**ТЕКСТ ДЛЯ ЧТЕНИЯ:**
◆ ◆ ◆ ◆
Таким образом, наложив запрет на преступание (трансценденцию) границы, Кант открыл возможность для ее трансгрессии и сам осуществил эту возможность, продемонстрировав подвижность, смещаемость и взаимопроницаемость границ разных бытийных сфер. Однако эта по существу уже неметафизическая тенденция у Канта представлена лишь имплицитно. Эксплицитно же Кант стремится удержаться в горизонте трансценденции вопреки всему и сохранить метафизическую форму даже после исчезновения того, что выступало ее содержанием. Поэтому кантовская философия и приходит к выводу, что потустороннее суть Ничто, пустое место. В позитивизме это Ничто будет отброшено, а в экзистенциализме станет определяющим понятием (мы уже ссылались на Ж. П. Сартра).

Чтобы подтвердить и уточнить уже сделанные выводы, обратимся к рассмотрению некоторых положений «Критики способности суждения».
◆ ◆ ◆ ◆
**ЗАДАНИЕ 1:**
Ответьте на вопросы по тексту о философии Канта.
(a) Какие свойства границ разных бытийных сфер продемонстрировал Кант?
(b) Что, согласно тексту, произойдёт с Ничто в позитивизме и в экзистенциализме?
(c) Положения какого сочинения предлагается рассмотреть, чтобы подтвердить и уточнить сделанные выводы?

[Фрагменты данных разметки местоположений]
◆ ◆ ◆ ◆
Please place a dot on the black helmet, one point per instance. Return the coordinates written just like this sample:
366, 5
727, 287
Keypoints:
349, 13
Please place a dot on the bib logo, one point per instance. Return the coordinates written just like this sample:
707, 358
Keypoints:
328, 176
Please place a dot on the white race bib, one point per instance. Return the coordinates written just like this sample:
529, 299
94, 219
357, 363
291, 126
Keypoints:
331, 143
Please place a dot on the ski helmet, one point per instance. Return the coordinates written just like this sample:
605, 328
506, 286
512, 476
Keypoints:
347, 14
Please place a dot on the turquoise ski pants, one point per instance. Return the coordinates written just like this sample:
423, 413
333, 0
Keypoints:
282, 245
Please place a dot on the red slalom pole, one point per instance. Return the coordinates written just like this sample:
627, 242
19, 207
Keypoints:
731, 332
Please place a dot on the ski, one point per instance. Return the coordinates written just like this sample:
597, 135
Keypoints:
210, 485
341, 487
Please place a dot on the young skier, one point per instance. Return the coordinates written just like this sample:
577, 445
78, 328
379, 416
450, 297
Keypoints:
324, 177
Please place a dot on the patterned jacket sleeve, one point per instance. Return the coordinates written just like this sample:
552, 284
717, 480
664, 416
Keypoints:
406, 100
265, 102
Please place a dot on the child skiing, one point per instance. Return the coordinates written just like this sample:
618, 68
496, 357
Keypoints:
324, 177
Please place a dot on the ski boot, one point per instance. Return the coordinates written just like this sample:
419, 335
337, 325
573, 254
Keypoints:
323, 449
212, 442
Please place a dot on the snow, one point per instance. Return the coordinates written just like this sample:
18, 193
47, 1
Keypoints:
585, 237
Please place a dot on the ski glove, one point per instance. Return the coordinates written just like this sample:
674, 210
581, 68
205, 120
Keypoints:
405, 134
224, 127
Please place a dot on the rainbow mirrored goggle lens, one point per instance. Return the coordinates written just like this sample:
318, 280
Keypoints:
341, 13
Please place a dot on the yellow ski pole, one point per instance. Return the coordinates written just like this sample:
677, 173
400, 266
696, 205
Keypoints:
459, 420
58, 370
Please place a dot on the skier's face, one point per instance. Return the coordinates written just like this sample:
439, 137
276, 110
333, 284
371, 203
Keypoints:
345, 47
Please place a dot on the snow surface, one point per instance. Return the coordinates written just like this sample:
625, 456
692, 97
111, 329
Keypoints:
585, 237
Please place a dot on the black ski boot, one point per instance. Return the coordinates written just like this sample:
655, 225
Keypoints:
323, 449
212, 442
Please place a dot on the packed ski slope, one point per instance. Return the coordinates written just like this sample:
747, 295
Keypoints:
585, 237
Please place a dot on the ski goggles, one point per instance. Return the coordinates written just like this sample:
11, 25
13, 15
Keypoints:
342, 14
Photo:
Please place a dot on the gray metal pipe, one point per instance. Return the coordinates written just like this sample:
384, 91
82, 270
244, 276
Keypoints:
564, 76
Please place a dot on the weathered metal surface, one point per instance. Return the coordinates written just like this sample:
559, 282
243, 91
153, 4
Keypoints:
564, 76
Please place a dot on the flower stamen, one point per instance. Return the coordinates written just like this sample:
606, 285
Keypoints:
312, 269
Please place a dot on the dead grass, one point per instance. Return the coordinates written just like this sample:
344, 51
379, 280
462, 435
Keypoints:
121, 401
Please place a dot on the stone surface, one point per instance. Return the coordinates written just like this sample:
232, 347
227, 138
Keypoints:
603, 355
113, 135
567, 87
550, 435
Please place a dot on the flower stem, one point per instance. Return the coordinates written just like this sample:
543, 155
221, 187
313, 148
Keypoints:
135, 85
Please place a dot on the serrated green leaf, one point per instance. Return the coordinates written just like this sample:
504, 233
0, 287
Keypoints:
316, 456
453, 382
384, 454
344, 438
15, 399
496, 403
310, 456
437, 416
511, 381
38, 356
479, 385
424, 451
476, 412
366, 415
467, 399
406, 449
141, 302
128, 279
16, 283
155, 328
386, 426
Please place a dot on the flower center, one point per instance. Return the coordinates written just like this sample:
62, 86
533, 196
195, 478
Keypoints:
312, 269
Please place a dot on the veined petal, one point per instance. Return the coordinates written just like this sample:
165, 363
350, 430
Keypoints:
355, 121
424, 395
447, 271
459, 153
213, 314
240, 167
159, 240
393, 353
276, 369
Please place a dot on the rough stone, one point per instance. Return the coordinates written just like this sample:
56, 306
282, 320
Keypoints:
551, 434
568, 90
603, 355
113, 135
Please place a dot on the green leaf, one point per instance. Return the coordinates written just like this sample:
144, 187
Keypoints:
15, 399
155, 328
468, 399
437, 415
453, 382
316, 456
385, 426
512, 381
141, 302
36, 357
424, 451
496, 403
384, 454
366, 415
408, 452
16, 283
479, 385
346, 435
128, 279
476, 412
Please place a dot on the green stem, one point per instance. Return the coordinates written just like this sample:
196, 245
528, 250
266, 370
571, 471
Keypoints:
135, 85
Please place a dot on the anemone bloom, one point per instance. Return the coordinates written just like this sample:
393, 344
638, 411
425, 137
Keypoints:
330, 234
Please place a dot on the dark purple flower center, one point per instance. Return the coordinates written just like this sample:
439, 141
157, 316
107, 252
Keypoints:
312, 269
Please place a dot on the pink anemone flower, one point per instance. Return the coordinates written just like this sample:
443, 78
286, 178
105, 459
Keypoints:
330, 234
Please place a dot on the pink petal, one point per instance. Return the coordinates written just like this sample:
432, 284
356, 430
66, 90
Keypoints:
◆ ◆ ◆ ◆
**ЗАДАНИЕ 2:** Перепишите без изменений строки записей от строки, содержащей «Please place a dot on the anemone», до конца записей, включая обе границы.

**ПРАВИЛЬНЫЙ ОТВЕТ 1:**
(a) Подвижность, смещаемость и взаимопроницаемость.
(b) В позитивизме Ничто будет отброшено, а в экзистенциализме станет определяющим понятием.
(c) «Критики способности суждения».

**ПРАВИЛЬНЫЙ ОТВЕТ 2:**
Please place a dot on the anemone bloom, one point per instance. Return the coordinates written just like this sample:
393, 344
638, 411
425, 137
Keypoints:
330, 234
Please place a dot on the dark purple flower center, one point per instance. Return the coordinates written just like this sample:
439, 141
157, 316
107, 252
Keypoints:
312, 269
Please place a dot on the pink anemone flower, one point per instance. Return the coordinates written just like this sample:
443, 78
286, 178
105, 459
Keypoints:
330, 234
Please place a dot on the pink petal, one point per instance. Return the coordinates written just like this sample:
432, 284
356, 430
66, 90
Keypoints:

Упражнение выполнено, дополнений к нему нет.